▸ Task instructions
Filter the data below and copy every line that contains the word "green", keeping only those lines. Treat case as significant, so a line matches only when the capitalization is identical.

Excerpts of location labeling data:
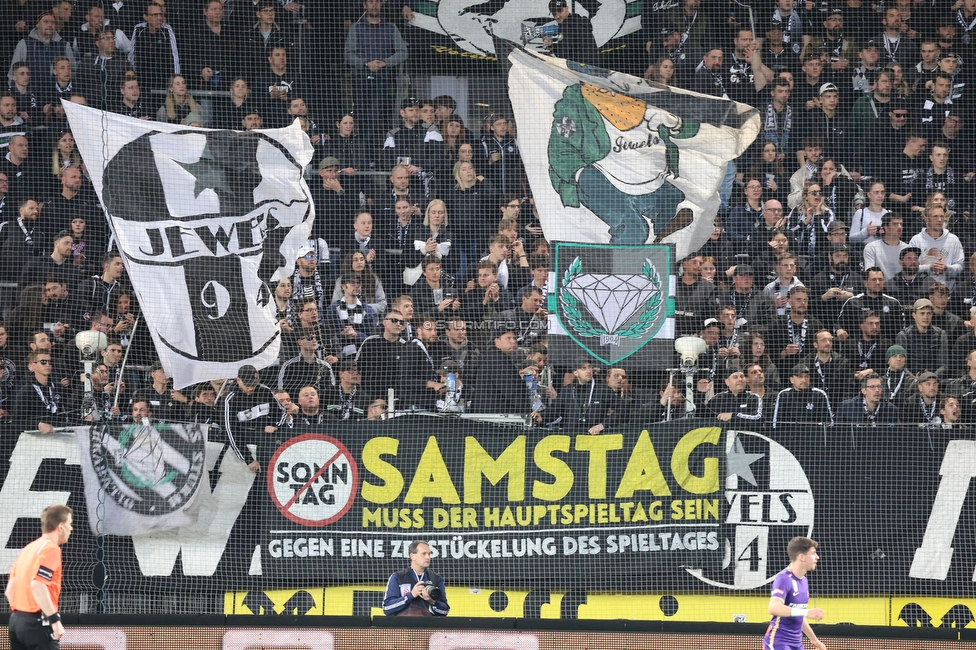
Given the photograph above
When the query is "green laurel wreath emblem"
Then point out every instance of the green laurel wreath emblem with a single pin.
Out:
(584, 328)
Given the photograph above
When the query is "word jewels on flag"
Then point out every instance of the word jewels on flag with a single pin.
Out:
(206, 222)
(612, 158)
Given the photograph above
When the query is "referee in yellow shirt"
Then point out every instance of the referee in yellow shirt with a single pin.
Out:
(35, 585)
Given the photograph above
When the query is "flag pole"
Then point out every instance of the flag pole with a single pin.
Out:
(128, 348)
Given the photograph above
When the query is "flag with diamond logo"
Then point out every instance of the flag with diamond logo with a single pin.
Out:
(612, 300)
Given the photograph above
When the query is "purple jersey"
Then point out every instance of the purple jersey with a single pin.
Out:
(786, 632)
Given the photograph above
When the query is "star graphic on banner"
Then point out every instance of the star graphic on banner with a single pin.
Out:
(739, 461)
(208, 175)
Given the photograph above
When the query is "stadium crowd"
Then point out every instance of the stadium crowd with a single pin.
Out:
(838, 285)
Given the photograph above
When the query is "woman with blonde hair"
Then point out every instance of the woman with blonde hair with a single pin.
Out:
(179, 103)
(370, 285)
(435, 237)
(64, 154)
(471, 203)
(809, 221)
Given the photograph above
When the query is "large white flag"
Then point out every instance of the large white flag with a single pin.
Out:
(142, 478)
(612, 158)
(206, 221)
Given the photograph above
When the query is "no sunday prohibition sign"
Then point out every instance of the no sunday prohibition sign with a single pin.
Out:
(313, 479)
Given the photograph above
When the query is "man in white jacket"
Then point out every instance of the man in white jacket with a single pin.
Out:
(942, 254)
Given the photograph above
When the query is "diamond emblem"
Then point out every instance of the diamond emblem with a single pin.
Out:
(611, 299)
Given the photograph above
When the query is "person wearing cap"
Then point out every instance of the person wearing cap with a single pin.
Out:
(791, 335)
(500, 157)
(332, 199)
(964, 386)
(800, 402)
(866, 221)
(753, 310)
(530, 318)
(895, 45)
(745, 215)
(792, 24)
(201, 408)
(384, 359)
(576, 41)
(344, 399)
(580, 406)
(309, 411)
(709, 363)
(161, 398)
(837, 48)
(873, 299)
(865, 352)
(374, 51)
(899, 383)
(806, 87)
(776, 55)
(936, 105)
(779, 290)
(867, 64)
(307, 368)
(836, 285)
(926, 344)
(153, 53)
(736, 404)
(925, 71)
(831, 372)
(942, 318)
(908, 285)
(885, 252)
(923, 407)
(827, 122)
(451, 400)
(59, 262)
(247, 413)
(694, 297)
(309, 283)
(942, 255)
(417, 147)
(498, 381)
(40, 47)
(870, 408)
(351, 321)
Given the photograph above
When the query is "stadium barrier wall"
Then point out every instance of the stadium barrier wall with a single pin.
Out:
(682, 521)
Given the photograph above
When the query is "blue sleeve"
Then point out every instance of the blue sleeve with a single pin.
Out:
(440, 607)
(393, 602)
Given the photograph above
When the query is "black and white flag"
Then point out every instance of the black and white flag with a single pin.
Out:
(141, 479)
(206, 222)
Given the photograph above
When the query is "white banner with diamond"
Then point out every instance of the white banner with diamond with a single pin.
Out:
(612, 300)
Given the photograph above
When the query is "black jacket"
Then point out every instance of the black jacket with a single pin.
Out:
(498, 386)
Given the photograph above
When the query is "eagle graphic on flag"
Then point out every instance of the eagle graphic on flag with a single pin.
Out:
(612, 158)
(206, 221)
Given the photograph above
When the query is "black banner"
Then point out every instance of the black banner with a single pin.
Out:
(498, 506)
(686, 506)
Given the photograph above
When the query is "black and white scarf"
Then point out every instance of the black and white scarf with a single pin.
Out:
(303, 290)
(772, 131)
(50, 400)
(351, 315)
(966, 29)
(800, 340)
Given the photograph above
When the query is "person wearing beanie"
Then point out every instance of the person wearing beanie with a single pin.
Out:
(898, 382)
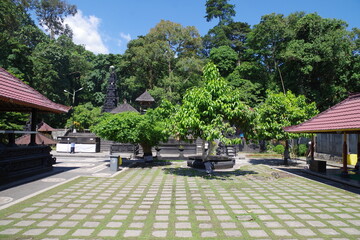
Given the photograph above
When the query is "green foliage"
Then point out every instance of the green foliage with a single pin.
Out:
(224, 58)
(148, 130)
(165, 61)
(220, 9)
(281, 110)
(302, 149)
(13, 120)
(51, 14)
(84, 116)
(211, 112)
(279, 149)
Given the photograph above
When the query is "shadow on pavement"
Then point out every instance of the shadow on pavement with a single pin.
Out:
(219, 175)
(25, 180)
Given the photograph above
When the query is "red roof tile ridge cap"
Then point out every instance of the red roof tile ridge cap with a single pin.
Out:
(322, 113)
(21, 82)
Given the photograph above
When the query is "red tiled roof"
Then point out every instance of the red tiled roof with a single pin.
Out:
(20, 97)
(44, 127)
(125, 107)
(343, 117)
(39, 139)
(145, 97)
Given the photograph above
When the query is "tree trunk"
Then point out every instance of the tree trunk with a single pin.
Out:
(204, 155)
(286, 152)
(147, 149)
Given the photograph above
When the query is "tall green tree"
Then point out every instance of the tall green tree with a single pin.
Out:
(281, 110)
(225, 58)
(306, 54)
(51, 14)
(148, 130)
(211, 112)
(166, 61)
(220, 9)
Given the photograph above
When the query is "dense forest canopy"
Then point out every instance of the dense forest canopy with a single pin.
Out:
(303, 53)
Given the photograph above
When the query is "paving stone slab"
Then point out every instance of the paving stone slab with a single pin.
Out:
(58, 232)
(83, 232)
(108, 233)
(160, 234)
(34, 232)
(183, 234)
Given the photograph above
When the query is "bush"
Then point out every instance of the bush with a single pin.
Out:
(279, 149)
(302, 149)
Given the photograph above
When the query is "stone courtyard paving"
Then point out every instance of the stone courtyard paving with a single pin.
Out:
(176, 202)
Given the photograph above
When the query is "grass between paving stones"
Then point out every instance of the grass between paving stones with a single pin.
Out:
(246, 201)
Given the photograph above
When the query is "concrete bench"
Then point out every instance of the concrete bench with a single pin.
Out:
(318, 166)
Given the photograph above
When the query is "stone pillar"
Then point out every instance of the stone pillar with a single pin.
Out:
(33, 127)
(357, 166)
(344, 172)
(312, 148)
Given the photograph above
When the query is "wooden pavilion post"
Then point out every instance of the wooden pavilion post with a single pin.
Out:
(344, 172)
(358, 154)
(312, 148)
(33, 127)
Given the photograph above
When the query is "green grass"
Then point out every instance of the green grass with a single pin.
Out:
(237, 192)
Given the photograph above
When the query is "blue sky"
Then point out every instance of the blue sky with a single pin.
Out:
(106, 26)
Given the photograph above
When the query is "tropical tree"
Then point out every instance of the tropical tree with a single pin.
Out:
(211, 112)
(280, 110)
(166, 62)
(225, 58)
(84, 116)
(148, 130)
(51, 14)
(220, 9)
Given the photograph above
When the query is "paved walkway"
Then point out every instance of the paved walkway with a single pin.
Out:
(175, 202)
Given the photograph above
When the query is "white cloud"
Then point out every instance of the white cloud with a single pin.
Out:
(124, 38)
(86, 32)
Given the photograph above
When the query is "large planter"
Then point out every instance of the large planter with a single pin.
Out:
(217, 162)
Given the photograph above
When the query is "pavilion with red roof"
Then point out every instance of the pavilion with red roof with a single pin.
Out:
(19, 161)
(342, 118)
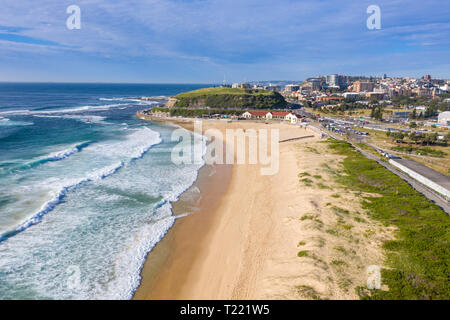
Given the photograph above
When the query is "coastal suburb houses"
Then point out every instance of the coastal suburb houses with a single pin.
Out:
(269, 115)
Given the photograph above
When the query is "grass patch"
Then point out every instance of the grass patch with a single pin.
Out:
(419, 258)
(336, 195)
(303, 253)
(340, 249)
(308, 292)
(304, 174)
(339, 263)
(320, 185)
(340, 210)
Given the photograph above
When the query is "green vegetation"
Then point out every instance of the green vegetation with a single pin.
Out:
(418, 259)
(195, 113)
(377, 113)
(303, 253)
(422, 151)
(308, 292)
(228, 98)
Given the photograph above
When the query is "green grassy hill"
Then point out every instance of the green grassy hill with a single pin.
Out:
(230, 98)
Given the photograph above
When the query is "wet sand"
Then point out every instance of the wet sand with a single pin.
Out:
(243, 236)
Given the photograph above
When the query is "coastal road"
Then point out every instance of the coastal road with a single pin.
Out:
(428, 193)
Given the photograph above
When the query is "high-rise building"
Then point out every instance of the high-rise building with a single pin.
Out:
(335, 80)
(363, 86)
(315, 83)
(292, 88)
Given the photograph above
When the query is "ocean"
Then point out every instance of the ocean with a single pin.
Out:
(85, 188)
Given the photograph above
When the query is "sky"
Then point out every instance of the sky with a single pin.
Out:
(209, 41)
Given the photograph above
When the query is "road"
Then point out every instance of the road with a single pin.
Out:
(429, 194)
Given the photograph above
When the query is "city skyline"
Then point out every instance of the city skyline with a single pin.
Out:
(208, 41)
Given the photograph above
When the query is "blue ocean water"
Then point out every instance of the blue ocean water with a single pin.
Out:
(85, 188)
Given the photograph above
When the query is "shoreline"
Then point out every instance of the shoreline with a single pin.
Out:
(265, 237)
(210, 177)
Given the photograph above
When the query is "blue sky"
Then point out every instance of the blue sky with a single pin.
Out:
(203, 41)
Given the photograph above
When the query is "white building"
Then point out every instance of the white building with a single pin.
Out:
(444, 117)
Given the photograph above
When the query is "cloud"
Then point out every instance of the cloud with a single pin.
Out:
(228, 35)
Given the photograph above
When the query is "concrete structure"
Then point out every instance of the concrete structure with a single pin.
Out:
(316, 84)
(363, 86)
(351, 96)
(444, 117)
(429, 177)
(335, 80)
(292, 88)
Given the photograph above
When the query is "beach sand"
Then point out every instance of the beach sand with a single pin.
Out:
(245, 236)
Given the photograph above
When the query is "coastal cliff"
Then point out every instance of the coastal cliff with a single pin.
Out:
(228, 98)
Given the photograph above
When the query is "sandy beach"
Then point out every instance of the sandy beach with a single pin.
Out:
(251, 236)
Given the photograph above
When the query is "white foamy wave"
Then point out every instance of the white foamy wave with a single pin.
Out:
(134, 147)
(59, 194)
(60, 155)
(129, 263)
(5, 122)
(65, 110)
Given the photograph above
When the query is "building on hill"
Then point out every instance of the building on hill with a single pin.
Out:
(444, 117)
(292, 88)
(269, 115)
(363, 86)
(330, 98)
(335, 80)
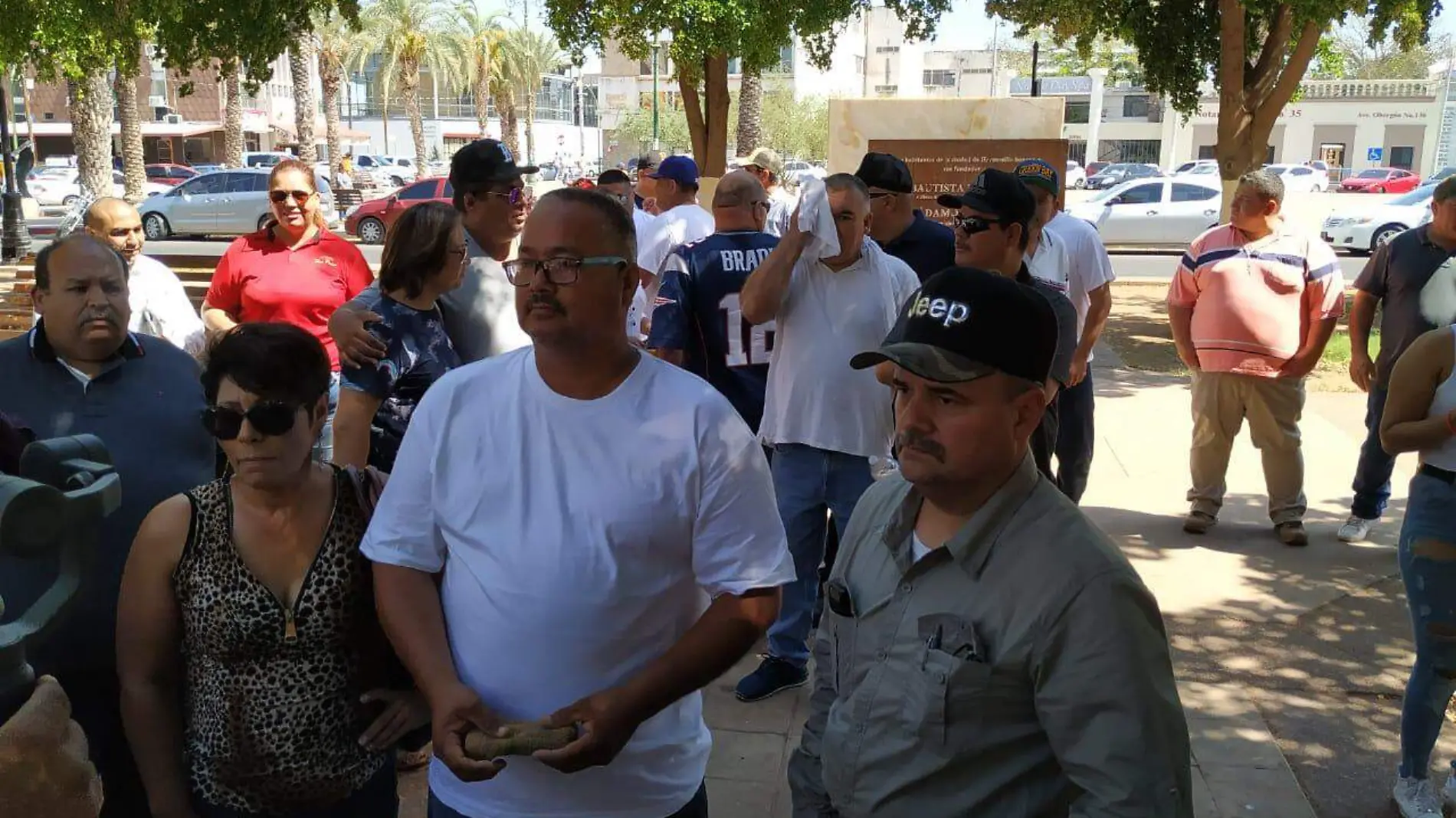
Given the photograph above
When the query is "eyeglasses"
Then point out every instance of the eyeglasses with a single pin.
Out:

▸ Problem solution
When the query is "green laurel wreath emblem"
Then point out every instance of the green laurel wreath emblem with a single pin.
When the query is "green foliage"
Then point out every instance of the green foliage with a single pin.
When the query is "tall green tree"
Then point out every instance of the tall green tree with a single pin.
When the query is "green grass"
Then point out every instance of the green grass with a single pin.
When the query is "green vegetation"
Then point out every instance of the green vegetation with a single pin.
When the query is "green grassy hill"
Then point out every instance of the green grassy hill with a single pin.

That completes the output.